§ **Text segment**:
At least a few eyebrows raised in March when Canaccord Financial CEO Paul Reynolds struck a $286-million deal to acquire Genuity Capital Markets, David Kassie’s closely held investment bank. After all, smooth honeymoons are not the norm for financial marriages, which typically involve egos as large as the related transaction prices.
According to analysts, there is a lot to like about this cash-and-stock deal, but there is also execution risk. “Canaccord’s acquisition of Boston’s Adam Harkness didn’t get off to a positive start,” says one industry watcher. “And a lot of industry people think there will be plenty of discord at the morning meetings with Genuity involved. The Genuity guys have a reputation for being very aggressive, more so than on the Canaccord side. Canaccord has also focused on growth stories. That’s their story. And Genuity has a different base of larger-cap clients. That means little overlap, which is good for any merger. But it also means different cultures. The cynical view is that Genuity sold out to a lower-quality competitor instead of doing an IPO. So some people see Kassie and crew looking for an out.”
Another Bay Street insider says Reynolds’s decision to invite “Kassie’s stable of cowboys into Canaccord’s public corral could result in a reverse takeover.”
Reputational risk is also a factor. Under Reynolds’s steady stewardship, Canaccord – which posted $478 million in revenue for its fiscal 2009 period – is nothing like what insiders fondly call “the Vancouver bucket shop of yesteryear.” But it took a serious PR hit from the asset-backed commercial paper fiasco. And Genuity was born out of a string of controversial deals and blunders at the Canadian Imperial Bank of Commerce, including one that resulted in a US$2.4-billion payout to Enron investors.
Kassie, a former head of CIBC World Markets who was expected to eventually take CIBC’s throne, was tossed overboard in 2004. Shortly after, Genuity was conceived around his picnic table, and it became a magnet for deal-making talent. After a string of embarrassing defections, CIBC sued, claiming Genuity was poaching. Kassie fired back with a wrongful-dismissal action. According to Street humour, the ongoing litigation will last as long as the Peloponnesian War.
Critics predicted Genuity would fail, which is why the Canaccord acquisition is seen by some as vindication for Kassie’s career. But the man doesn’t need to prove himself. He is widely respected, even by former CIBC executives who did not follow him to Genuity. “I have enormous respect for David Kassie,” says Don Lindsay, CEO of Teck Cominco and former president of CIBC World
Markets, adding it wouldn’t be appropriate to comment more “until the CIBC lawsuit is settled.”

§ **Dataset**:
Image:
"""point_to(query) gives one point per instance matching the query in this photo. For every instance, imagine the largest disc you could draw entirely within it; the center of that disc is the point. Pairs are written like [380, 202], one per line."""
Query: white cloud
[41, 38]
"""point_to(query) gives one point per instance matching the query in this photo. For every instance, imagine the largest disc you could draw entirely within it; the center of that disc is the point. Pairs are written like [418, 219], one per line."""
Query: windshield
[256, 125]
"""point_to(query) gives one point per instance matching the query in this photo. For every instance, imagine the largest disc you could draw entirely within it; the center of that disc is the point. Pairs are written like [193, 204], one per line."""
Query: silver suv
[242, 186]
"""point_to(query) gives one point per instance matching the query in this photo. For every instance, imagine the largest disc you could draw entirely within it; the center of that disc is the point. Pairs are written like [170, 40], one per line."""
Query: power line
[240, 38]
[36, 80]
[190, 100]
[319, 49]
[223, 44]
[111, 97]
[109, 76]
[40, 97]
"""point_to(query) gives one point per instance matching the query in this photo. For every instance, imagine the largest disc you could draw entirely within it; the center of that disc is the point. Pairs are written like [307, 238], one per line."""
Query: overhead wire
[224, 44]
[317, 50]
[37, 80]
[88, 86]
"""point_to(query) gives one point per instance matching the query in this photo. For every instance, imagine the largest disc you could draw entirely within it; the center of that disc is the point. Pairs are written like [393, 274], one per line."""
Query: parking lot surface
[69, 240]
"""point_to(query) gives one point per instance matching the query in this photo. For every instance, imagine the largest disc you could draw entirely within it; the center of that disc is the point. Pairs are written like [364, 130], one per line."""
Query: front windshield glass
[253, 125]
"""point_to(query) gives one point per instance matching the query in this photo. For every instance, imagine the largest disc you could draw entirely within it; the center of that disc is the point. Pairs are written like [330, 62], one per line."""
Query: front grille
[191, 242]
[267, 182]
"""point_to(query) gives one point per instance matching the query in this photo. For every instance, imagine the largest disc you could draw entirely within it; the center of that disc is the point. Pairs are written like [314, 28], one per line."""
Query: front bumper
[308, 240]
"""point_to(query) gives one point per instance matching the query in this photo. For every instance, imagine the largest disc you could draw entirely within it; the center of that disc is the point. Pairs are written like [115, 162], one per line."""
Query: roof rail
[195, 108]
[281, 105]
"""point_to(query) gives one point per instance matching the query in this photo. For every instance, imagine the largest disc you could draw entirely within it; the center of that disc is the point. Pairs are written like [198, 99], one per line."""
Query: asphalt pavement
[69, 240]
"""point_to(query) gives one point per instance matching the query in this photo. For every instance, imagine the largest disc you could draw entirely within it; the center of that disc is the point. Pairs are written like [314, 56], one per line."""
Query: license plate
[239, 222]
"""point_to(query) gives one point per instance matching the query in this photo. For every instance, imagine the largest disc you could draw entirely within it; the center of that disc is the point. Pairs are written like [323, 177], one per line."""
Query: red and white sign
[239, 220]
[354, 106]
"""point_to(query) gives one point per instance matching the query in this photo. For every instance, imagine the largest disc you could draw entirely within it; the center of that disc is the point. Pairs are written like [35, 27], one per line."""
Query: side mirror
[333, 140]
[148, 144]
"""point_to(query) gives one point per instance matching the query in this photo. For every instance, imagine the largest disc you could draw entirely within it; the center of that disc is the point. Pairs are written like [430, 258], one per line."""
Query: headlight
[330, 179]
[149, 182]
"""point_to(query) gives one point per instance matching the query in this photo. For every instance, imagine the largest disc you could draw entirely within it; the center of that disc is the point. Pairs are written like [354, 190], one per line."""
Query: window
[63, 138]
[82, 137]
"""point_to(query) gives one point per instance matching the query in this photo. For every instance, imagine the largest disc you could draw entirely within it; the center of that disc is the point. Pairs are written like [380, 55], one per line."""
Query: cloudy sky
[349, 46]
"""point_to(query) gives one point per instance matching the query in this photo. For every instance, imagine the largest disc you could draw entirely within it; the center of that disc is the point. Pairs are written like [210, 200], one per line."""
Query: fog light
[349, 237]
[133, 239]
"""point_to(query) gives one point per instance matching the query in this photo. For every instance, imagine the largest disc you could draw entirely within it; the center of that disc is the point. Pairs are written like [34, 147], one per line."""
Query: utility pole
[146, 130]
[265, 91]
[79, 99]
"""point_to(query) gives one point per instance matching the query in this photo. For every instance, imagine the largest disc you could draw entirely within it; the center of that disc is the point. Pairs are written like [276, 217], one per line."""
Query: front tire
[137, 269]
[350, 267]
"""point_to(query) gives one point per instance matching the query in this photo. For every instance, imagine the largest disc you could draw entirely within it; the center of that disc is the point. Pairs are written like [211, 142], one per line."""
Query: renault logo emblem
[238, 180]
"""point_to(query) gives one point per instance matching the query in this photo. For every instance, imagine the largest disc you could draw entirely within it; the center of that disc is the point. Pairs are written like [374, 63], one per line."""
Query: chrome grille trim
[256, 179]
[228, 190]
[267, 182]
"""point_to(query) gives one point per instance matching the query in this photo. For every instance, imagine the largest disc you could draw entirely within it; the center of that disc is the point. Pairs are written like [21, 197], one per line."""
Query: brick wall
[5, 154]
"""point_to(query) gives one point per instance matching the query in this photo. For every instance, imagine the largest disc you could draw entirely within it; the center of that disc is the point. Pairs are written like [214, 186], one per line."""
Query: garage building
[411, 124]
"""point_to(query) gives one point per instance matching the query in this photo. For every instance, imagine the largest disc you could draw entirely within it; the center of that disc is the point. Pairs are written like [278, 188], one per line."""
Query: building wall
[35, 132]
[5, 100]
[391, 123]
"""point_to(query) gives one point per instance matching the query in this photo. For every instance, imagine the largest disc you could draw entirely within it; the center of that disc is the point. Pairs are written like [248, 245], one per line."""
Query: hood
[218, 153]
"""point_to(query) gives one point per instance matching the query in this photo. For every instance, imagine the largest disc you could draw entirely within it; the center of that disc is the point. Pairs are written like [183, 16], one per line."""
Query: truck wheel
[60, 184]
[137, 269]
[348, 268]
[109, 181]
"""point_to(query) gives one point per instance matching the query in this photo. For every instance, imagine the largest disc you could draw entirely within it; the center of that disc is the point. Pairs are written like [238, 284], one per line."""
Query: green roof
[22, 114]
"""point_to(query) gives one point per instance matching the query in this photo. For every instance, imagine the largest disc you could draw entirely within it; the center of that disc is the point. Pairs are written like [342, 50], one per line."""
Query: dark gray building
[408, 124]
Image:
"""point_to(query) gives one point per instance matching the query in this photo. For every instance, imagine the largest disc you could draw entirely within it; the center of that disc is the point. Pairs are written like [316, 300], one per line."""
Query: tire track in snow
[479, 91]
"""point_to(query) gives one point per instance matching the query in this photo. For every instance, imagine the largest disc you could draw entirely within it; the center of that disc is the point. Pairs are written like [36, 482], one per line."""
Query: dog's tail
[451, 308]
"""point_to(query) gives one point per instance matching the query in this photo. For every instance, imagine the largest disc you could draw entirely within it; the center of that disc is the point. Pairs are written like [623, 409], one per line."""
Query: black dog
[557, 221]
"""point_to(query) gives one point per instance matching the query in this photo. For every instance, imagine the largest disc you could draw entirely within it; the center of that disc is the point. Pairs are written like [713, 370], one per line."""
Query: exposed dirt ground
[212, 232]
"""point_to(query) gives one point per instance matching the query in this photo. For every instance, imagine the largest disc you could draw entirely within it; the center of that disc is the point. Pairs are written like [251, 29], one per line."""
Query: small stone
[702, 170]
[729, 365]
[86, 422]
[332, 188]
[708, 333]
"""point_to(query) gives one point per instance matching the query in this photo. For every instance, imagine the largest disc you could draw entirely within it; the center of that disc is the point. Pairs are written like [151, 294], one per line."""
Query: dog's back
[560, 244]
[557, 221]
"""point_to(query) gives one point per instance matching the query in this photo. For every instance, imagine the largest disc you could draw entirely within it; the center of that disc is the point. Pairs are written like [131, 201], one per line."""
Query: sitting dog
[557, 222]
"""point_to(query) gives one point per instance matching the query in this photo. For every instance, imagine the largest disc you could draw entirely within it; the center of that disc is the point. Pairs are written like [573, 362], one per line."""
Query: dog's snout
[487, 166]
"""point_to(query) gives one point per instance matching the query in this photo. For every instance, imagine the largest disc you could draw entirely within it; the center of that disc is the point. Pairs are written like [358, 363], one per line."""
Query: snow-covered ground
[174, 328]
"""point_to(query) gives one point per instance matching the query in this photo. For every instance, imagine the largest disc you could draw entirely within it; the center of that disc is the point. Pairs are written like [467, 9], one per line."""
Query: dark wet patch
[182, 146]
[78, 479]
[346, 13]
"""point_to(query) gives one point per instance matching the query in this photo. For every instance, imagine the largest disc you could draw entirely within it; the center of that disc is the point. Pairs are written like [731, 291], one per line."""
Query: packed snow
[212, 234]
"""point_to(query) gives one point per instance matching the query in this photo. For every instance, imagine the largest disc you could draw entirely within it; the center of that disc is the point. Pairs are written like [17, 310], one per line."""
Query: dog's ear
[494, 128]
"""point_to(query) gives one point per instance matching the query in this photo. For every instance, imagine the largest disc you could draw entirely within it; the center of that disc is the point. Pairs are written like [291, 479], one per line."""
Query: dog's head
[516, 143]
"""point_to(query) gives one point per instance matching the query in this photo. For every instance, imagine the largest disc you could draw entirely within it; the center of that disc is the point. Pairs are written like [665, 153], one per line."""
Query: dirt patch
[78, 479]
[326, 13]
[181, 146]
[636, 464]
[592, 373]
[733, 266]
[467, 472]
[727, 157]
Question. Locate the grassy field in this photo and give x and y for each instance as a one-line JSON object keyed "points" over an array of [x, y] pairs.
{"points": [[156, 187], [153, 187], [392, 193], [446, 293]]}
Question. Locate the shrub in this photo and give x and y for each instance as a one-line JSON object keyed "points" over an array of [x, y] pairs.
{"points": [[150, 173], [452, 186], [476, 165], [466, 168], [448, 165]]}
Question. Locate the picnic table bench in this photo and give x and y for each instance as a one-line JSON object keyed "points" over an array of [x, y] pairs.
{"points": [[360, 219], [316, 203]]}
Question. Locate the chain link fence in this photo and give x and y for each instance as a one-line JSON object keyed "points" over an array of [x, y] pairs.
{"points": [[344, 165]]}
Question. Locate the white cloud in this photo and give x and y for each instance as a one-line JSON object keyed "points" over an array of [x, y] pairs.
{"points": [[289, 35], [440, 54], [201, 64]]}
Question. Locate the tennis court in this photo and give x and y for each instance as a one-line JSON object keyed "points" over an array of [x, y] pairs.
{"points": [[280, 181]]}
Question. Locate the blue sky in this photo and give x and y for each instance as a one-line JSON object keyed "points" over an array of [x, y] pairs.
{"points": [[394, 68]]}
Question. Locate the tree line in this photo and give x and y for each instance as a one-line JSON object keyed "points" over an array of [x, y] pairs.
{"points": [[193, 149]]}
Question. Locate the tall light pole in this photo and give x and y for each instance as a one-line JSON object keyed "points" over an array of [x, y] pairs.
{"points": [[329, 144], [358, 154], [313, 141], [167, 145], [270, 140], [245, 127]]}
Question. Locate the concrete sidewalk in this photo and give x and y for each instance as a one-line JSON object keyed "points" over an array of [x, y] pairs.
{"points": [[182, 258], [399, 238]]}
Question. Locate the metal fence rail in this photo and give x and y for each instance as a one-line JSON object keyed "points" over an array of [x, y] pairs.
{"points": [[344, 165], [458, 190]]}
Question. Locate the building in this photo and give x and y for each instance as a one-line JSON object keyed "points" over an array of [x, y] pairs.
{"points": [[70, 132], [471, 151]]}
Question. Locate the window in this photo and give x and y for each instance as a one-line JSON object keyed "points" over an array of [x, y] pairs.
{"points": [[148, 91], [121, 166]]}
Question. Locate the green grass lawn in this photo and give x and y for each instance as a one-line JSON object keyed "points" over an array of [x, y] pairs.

§ **Challenge**:
Write the next part of the article on Canaccord's deal to acquire Genuity Capital Markets. The records are separate material and have no connection to the article about Canaccord's acquisition of Genuity.

§ **Task output**:
Furthermore, after Kassie left CIBC, the bank’s reputational hiccups didn’t stop, while Genuity quickly attracted big-name clients. “David was on my board, and I know him well as a director,” says Michael MacMillan, former head of Alliance Atlantis. “But I also know him as an investment banker who really understood business and economics. I’ve used various firms over the years, and all have had pros and cons. But Alliance had terrific experiences with Genuity. The fact that it was a new firm didn’t bother us. We knew David and his track record. Bob’s your uncle. There is not much more to say.”
Since its inception, Kassie’s firm – which generated about $100 million in revenue in its last fiscal year – has grown itself into a top-notch M&A shop. And that could be exactly what Reynolds needs to achieve what he calls “Canaccord’s global ambitions.”
The day before shareholders voted 99.8% in favour of the merger, Canadian Business sat down for an exclusive interview with the power brokers behind Bay Street’s most recent high-profile partnership to discuss the deal, investment banking, the economy and life on the Street.
CB: How did this deal come to pass?
Paul Reynolds: Canaccord is always looking for ways to grow its business. We look for opportunities in the U.S. We look for them in the U.K. And we look in Canada. David and I had a merger talk about 2? years ago, but the financial crisis hit, and a deal didn’t work for either of us at that time. We got together for another talk late last year. It was prompted by Canaccord. We saw an opportunity to buy an M&A business at the right time, the low end of the cycle.
CB What was the driving factor?
David Kassie: When Paul called, Genuity was coming up on its fifth anniversary. Our partners’ committee had already had a strategic offsite to discuss the next five years. In addition to thinking about going public, we were thinking about exploring strategic options, but with nothing on the radar. Nobody was looking to cash in and exit the business. After talking to Canaccord, we benchmarked the merger opportunity with an IPO and saw a larger and better platform to grow more rapidly. The other thing was Canaccord’s indigenous U.K. businesses, its indigenous U.S. business and its retail business, none of which Genuity had. We felt our capabilities and senior management skills could help add value to these businesses. Frankly, I don’t think they are represented in the Canaccord share price, but they have been improved quite a bit by Canaccord, and they look to be at, or close to, the inflection point, when they could add serious value. So we felt that this was a really good opportunity.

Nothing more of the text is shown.